This one was a real eye opener for me. The shoulder in movement is where I noticed the largest difference between the saddles. Honestly, I am still analyzing my most recent rides, but what I have deduced so far is that, whether due to the thin close contact feel of the flaps, or the freedom of my leg I am now able to “think” about shoulder in, weight my inside hip, apply a light leg aid and voila – success! Not only is there significantly less fluff between my leg and my horse, but without a knee roll I was forced to use more of my lower leg, which now draped nicely against my mare’s side. Apparently I had been gripping with my knee more than either my trainer or I realized.

My trainer instantly noticed the lightness, pointing out that now my aids were largely given from the weight of my seat bones as well as my inner calf – as they should be – rather than pushing my mare over with my whole leg as I had been doing before. Without spending time in the new Passier I don’t know if I would have realized just how disproportionate the use of my upper, rather than my lower leg had been.

-*-*-

Your task: Continue the account of riding shoulder-in in the new Passier saddle, picking up right after its last sentence.

-*-*-

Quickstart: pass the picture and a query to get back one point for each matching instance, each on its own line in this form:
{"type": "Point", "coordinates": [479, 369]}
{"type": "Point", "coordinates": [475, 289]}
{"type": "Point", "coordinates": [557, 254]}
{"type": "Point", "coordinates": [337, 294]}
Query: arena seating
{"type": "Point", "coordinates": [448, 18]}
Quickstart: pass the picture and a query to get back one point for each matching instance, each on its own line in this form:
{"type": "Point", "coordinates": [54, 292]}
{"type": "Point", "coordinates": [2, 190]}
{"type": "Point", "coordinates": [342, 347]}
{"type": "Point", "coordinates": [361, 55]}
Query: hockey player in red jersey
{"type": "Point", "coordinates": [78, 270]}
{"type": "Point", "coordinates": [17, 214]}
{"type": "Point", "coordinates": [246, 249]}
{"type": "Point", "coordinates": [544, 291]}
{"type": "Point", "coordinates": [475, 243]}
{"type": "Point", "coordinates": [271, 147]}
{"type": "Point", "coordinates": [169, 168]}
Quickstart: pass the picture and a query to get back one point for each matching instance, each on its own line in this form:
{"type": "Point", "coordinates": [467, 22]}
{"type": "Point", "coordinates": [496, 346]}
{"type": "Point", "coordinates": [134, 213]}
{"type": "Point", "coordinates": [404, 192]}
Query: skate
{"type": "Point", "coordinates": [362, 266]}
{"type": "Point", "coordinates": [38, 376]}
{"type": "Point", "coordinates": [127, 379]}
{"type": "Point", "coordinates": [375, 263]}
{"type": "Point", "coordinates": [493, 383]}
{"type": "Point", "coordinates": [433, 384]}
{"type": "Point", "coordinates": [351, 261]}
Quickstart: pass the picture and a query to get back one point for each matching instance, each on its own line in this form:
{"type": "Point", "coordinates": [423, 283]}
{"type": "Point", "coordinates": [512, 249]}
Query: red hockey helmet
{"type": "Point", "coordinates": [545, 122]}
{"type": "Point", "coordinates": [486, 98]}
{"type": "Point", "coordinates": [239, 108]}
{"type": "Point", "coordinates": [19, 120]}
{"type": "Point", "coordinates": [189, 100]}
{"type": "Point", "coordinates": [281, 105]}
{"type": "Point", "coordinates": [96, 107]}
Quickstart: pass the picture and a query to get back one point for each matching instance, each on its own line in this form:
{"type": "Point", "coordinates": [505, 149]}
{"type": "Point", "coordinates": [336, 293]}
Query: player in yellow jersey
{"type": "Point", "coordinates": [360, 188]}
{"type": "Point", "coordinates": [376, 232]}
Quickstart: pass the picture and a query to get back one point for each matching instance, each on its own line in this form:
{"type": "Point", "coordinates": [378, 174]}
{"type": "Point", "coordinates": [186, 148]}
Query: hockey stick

-*-*-

Output:
For me, the freedom of my entire leg to follow the natural movement of my horse, stay put beneath me, or give a lighter aid is much easier and more natural. I mean, isn’t it a goal of dressage, the basis for all riding, to have light aides that are barely discernable to the naked eye?

Soapbox time: While I’m certainly not an upper level rider yet, I do know that riders who flail their legs forward and back during lead changes or tempi changes look ugly, and folks there is no need to look like a flailing cat. I am now wondering if a rider’s leg aid, limited by saddle fluff is exaggerated because of a lack of freedom? Watch a couple of upper level riders on YouTube and you’ll see what I mean. The aid for the lead change is often accompanied or perhaps given by a lower leg that swings much farther back than it should. The aid should be imperceptible and in order to accomplish this your leg needs to stay within a small sphere of influence, not swinging back towards their flank.

Do I take the leap? – I tend to order the same thing if I am eating at a restaurant that I have dined at before. It’s not because I’m unimaginative or afraid to try new things. Quite the contrary. I simply find something I like and stick with it. I’m faithful like that.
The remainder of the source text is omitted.